*DATA SHOWN*:
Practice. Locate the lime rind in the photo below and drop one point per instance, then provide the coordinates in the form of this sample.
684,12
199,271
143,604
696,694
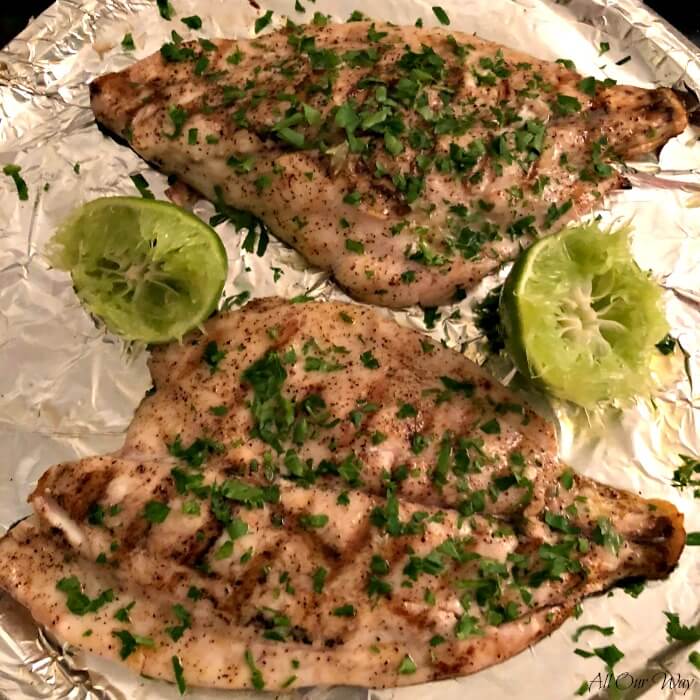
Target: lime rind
581,318
149,270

*YOUR OBJECTIVE*:
Please print the data above once more, exactly and without images.

*RESULT OF THIS TASK*:
Practice. Locate the lime rind in the photo below and drop one point per instance, then provide the coordinates in the form of this sample.
684,12
199,271
143,604
696,694
Target: lime rind
581,318
149,270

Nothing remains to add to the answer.